What needs to be done:
Copy out, word for word, every line from the one containing "left hand and record integer pixel coordinates." through the final line, including both.

Stored data:
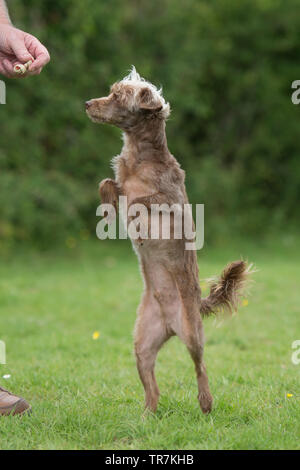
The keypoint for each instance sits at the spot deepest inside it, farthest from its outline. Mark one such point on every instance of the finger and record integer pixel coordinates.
(9, 67)
(20, 50)
(39, 52)
(36, 72)
(3, 70)
(9, 70)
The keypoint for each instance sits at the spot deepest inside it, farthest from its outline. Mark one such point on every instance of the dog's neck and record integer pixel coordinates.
(147, 140)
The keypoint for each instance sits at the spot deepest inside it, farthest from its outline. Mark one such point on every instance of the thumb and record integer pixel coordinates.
(20, 50)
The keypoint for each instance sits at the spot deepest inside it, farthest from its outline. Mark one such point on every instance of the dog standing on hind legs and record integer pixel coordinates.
(148, 174)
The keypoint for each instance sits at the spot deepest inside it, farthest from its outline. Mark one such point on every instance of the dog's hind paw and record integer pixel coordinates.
(206, 401)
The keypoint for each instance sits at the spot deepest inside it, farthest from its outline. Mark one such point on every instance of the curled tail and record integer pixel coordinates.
(225, 292)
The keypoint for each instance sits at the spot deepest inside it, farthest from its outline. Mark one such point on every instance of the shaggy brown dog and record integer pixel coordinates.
(148, 174)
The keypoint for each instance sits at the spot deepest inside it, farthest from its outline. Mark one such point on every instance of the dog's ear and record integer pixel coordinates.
(147, 101)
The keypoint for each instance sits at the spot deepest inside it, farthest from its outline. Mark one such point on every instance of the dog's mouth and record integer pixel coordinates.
(96, 117)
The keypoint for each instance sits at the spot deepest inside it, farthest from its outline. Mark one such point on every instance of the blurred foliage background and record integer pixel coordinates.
(226, 68)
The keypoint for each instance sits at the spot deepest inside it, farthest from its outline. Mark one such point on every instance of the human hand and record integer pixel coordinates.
(16, 47)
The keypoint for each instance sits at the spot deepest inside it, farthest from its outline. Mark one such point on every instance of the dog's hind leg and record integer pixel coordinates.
(150, 335)
(191, 333)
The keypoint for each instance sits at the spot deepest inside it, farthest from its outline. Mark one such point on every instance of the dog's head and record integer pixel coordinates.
(130, 101)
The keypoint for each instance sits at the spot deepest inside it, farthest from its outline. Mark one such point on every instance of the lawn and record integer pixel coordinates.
(85, 392)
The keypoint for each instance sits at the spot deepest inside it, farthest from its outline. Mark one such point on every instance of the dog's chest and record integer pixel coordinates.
(134, 187)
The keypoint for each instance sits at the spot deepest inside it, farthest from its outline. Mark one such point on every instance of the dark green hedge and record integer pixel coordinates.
(226, 67)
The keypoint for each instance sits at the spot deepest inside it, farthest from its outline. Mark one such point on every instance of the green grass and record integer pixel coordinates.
(86, 394)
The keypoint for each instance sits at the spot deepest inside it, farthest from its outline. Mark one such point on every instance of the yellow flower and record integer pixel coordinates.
(84, 234)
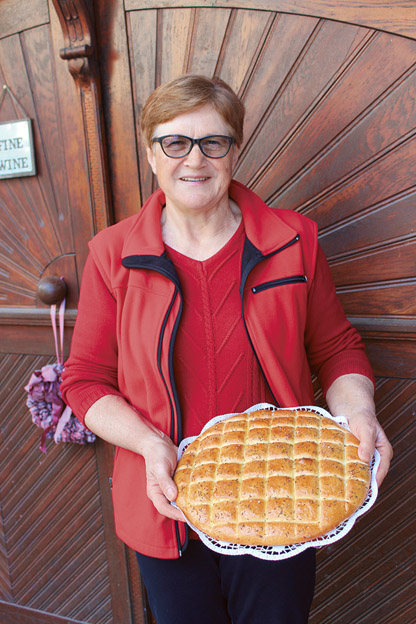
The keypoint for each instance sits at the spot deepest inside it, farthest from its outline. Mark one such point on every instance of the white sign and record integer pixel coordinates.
(17, 156)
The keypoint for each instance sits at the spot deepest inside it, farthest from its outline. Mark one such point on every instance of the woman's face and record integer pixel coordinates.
(194, 183)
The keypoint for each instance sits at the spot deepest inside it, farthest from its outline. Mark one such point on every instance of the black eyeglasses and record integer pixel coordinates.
(178, 146)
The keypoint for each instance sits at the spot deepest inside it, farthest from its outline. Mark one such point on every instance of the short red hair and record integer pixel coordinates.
(187, 93)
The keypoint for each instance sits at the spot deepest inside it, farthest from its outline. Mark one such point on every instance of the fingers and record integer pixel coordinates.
(386, 453)
(161, 489)
(371, 437)
(162, 502)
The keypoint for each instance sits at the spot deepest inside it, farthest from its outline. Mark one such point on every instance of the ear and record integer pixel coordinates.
(151, 159)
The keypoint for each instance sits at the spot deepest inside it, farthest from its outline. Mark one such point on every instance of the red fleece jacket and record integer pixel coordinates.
(129, 312)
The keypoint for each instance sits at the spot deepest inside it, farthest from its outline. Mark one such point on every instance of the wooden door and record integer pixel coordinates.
(330, 132)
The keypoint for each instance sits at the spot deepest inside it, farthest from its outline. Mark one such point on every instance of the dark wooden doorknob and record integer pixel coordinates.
(51, 290)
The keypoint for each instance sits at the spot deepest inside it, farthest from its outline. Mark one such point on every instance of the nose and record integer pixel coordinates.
(195, 156)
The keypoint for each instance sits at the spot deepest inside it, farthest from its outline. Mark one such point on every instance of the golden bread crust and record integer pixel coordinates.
(271, 478)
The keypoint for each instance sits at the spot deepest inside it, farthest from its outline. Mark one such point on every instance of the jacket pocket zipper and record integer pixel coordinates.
(294, 279)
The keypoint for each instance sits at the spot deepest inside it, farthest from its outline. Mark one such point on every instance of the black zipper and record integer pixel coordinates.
(283, 281)
(251, 257)
(164, 266)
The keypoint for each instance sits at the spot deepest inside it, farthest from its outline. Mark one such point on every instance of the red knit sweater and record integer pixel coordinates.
(215, 369)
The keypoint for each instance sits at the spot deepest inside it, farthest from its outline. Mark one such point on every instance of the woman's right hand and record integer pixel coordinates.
(160, 455)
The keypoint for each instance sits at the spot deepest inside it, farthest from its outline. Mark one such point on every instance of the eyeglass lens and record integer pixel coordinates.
(211, 146)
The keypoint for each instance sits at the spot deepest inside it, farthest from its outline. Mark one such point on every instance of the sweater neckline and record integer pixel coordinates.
(180, 258)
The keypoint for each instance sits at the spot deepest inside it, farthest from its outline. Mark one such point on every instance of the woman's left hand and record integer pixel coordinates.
(352, 396)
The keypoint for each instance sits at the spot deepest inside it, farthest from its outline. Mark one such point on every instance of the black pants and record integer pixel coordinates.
(203, 587)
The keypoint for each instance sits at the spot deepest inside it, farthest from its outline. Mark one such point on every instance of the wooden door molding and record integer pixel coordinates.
(395, 16)
(76, 22)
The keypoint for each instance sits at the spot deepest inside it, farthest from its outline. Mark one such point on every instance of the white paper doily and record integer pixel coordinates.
(283, 552)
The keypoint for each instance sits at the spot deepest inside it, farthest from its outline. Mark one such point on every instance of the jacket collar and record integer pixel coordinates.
(263, 226)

Solution to this task:
The keypoint for each instance sits at the spot deepest inside it, farthest from its outline. Mark one such point on every instance of the woman's left hand and record integer pixel coordinates.
(352, 396)
The keypoint for each instance sits at the spot deepest inside it, farthest from its outline. Mark one such point on every instance of the black pants and record integer pixel coordinates.
(203, 587)
The keypoint for each instance sits at the spot deepest inside it, farthest from its outline. Mark one such point on every instance of the wooden door molding and record integer pixel coordinates.
(395, 16)
(76, 22)
The keypoint for each instance sits at the spot deepest inside it, farthest from its outline. Mark one such point on every instance of the white paper doily and record integer pixel coordinates.
(283, 552)
The keypoint for each instance sits at the spot deepest inside it, farthest from its outline. Mark one such point on every instance of the jacket collar and record integer pixel coordinates.
(263, 226)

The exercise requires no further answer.